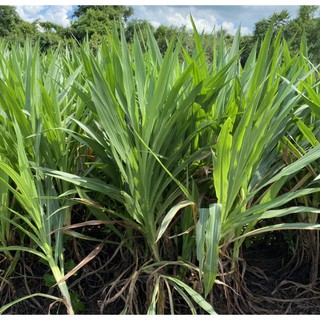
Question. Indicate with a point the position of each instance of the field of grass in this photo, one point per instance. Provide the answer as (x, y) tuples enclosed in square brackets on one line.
[(142, 182)]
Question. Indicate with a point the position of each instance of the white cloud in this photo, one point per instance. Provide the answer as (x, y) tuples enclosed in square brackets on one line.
[(56, 14), (206, 19)]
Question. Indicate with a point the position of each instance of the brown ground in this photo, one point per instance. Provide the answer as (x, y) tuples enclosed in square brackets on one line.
[(269, 281)]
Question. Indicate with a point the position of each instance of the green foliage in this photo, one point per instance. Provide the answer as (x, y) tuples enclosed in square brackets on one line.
[(184, 149)]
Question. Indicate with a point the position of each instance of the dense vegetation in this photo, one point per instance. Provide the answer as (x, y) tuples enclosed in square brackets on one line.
[(133, 180)]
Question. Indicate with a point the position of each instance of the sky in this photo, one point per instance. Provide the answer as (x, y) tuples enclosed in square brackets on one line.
[(206, 17)]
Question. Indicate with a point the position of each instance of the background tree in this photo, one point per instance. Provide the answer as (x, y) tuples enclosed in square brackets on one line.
[(90, 20), (8, 20)]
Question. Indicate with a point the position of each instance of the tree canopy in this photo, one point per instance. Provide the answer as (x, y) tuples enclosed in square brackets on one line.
[(93, 21)]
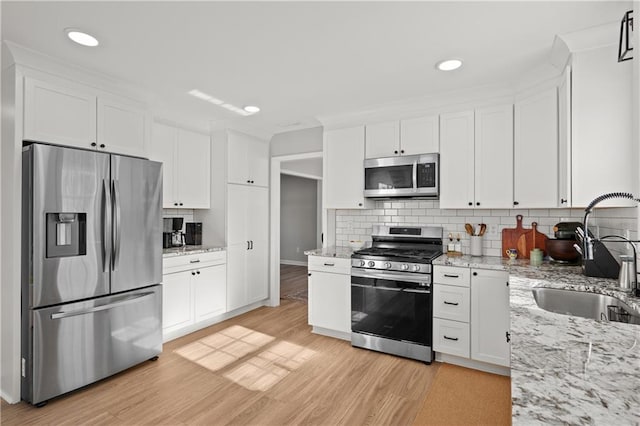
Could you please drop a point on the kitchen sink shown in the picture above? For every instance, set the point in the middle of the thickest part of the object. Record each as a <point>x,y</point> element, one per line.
<point>587,305</point>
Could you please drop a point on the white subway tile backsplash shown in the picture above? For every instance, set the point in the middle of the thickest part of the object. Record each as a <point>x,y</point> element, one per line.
<point>357,224</point>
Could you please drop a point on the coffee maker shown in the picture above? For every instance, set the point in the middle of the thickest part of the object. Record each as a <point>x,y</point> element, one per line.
<point>172,235</point>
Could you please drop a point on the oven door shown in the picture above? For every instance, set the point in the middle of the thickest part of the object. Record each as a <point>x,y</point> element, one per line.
<point>396,306</point>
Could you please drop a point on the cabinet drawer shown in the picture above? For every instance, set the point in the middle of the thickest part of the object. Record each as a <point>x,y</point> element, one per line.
<point>451,275</point>
<point>330,264</point>
<point>451,337</point>
<point>193,261</point>
<point>451,302</point>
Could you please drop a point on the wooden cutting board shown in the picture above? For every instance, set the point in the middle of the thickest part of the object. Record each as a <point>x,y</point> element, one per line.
<point>530,240</point>
<point>510,236</point>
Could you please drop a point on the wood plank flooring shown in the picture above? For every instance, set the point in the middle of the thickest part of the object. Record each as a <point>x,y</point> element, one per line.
<point>323,381</point>
<point>261,368</point>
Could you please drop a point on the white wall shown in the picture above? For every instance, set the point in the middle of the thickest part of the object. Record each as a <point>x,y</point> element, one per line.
<point>297,142</point>
<point>298,218</point>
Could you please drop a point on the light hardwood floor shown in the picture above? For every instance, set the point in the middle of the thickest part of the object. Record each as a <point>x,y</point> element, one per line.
<point>272,371</point>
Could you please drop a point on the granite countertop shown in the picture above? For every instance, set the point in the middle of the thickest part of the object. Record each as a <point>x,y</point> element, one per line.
<point>566,369</point>
<point>341,252</point>
<point>184,250</point>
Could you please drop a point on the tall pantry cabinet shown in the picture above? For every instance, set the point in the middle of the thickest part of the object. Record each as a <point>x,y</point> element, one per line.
<point>239,214</point>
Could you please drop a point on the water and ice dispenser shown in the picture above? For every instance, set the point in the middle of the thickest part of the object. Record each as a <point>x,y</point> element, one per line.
<point>66,234</point>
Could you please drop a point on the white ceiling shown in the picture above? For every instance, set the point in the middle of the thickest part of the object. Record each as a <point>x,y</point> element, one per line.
<point>301,60</point>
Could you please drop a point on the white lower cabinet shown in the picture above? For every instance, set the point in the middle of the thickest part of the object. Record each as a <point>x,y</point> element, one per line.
<point>451,337</point>
<point>330,296</point>
<point>471,315</point>
<point>490,317</point>
<point>194,291</point>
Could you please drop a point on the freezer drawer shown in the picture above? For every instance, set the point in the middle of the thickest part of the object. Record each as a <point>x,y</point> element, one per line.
<point>79,343</point>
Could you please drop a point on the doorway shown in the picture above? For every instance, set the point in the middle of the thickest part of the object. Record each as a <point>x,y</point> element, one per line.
<point>296,206</point>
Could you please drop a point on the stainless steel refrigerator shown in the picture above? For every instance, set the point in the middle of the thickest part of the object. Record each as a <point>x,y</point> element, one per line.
<point>91,267</point>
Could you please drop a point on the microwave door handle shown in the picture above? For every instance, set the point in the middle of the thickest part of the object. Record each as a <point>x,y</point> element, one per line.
<point>415,175</point>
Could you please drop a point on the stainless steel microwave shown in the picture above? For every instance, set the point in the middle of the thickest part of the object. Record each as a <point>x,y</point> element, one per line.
<point>404,176</point>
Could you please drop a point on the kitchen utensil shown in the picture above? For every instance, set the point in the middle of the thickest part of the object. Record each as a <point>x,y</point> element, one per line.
<point>476,245</point>
<point>510,235</point>
<point>535,257</point>
<point>563,250</point>
<point>628,273</point>
<point>468,228</point>
<point>529,240</point>
<point>578,249</point>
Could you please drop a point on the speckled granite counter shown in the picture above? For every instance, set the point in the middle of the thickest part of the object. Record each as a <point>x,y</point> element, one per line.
<point>342,252</point>
<point>566,369</point>
<point>181,251</point>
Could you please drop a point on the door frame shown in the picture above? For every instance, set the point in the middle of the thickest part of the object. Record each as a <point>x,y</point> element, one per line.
<point>274,258</point>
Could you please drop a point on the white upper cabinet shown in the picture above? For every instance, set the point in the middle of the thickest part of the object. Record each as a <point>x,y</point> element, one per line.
<point>248,160</point>
<point>186,158</point>
<point>494,157</point>
<point>382,139</point>
<point>564,139</point>
<point>164,150</point>
<point>604,155</point>
<point>457,162</point>
<point>344,169</point>
<point>420,135</point>
<point>405,137</point>
<point>536,151</point>
<point>247,240</point>
<point>121,128</point>
<point>76,116</point>
<point>476,158</point>
<point>57,114</point>
<point>194,169</point>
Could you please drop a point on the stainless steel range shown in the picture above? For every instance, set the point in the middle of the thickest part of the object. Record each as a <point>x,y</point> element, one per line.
<point>391,293</point>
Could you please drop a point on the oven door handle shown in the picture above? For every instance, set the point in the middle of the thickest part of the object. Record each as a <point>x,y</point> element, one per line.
<point>375,287</point>
<point>413,290</point>
<point>391,276</point>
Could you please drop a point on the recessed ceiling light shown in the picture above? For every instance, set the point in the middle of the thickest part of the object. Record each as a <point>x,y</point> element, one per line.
<point>449,64</point>
<point>82,37</point>
<point>251,109</point>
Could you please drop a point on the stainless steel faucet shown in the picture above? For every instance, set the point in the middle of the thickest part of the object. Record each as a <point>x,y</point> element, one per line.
<point>588,240</point>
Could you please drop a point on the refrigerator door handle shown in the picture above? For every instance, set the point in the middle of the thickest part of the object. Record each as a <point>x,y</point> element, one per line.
<point>106,222</point>
<point>128,300</point>
<point>116,225</point>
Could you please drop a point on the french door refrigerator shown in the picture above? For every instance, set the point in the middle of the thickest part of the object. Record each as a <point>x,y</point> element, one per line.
<point>91,267</point>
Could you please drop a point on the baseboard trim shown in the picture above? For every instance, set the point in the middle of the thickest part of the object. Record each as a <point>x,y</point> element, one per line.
<point>473,364</point>
<point>293,262</point>
<point>331,333</point>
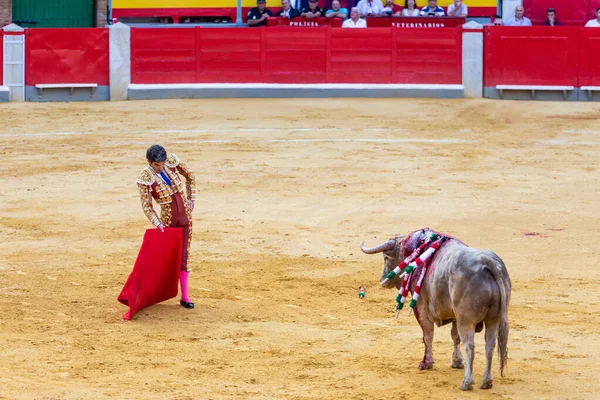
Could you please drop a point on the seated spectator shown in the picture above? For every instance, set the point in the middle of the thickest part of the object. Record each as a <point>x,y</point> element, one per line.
<point>369,8</point>
<point>287,11</point>
<point>336,11</point>
<point>391,10</point>
<point>551,18</point>
<point>410,8</point>
<point>432,10</point>
<point>313,10</point>
<point>594,23</point>
<point>519,19</point>
<point>458,9</point>
<point>355,21</point>
<point>258,15</point>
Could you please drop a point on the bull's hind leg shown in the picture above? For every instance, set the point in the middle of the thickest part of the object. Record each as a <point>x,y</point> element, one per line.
<point>456,356</point>
<point>467,335</point>
<point>491,335</point>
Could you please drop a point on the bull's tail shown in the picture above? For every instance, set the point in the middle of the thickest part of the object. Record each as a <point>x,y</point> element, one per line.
<point>496,266</point>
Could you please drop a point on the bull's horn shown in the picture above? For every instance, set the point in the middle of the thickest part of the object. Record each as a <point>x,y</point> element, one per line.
<point>378,249</point>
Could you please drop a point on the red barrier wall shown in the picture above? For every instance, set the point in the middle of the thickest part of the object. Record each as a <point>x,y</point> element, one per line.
<point>531,56</point>
<point>296,55</point>
<point>589,57</point>
<point>66,55</point>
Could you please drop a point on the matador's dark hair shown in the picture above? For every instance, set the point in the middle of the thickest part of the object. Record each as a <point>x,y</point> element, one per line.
<point>156,153</point>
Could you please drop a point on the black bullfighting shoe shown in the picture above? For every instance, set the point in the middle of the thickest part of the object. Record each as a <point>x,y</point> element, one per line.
<point>186,304</point>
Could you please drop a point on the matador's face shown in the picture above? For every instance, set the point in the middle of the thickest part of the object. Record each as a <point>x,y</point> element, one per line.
<point>157,166</point>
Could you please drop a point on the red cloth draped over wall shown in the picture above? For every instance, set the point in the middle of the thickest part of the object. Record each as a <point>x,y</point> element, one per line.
<point>155,274</point>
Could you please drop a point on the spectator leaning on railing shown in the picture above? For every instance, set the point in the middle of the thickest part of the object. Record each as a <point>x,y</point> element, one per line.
<point>258,15</point>
<point>370,8</point>
<point>519,19</point>
<point>313,10</point>
<point>458,9</point>
<point>432,10</point>
<point>287,10</point>
<point>497,21</point>
<point>410,8</point>
<point>391,10</point>
<point>594,23</point>
<point>551,18</point>
<point>336,11</point>
<point>355,21</point>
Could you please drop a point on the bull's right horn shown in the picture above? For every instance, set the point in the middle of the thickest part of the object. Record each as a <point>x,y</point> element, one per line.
<point>378,249</point>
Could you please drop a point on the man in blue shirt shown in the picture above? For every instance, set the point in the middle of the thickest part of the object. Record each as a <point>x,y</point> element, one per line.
<point>432,10</point>
<point>336,11</point>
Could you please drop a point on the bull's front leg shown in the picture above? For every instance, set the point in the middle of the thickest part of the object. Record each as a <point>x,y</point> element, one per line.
<point>456,356</point>
<point>427,328</point>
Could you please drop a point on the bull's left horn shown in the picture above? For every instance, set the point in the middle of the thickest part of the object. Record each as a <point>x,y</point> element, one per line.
<point>378,249</point>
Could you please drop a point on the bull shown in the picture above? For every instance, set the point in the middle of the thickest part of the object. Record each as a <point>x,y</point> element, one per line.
<point>464,286</point>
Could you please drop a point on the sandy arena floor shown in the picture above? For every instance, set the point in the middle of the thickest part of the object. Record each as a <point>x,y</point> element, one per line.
<point>283,203</point>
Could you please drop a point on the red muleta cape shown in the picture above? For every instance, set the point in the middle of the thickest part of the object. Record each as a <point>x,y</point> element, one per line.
<point>156,271</point>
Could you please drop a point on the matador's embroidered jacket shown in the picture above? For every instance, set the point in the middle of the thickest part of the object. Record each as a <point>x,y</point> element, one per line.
<point>151,185</point>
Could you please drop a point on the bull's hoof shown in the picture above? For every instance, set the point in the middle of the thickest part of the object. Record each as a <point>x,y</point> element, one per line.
<point>426,365</point>
<point>486,385</point>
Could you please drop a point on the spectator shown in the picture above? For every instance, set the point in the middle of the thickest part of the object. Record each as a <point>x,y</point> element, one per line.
<point>336,11</point>
<point>458,9</point>
<point>258,15</point>
<point>313,10</point>
<point>391,10</point>
<point>432,10</point>
<point>551,18</point>
<point>410,8</point>
<point>519,19</point>
<point>594,23</point>
<point>355,21</point>
<point>287,11</point>
<point>370,8</point>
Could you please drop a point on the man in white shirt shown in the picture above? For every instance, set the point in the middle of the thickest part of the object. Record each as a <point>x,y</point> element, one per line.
<point>458,9</point>
<point>355,21</point>
<point>594,23</point>
<point>432,10</point>
<point>370,8</point>
<point>519,19</point>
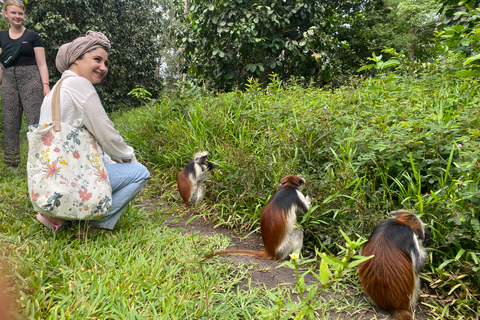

※

## What to do
Extract only the lines from the one that contains "Could you please drop a point on the bull's hoof" through the end of the records, inclusive, and omit every picture.

## Answer below
Could you please drop a point on the bull's hoof shown in the picture above? For every instance, set the point in the middle of the thickest part of the object. Record each as a <point>x,y</point> element, one per line.
<point>426,365</point>
<point>486,385</point>
Could you please drop a point on the spectator shown in the picture above? For every instance, set the point in the middle of the thickest part of the object. Record each as a <point>x,y</point> element, one per line.
<point>336,11</point>
<point>458,9</point>
<point>258,15</point>
<point>313,10</point>
<point>391,10</point>
<point>432,10</point>
<point>551,18</point>
<point>410,8</point>
<point>519,19</point>
<point>594,23</point>
<point>355,21</point>
<point>287,11</point>
<point>370,8</point>
Could you please drop a point on the man in white shirt shown in the picture above? For every instance, set the point in the middle of the thickest part of the object. Record each as a <point>x,y</point> element, one per line.
<point>458,9</point>
<point>355,21</point>
<point>594,23</point>
<point>432,10</point>
<point>370,8</point>
<point>519,19</point>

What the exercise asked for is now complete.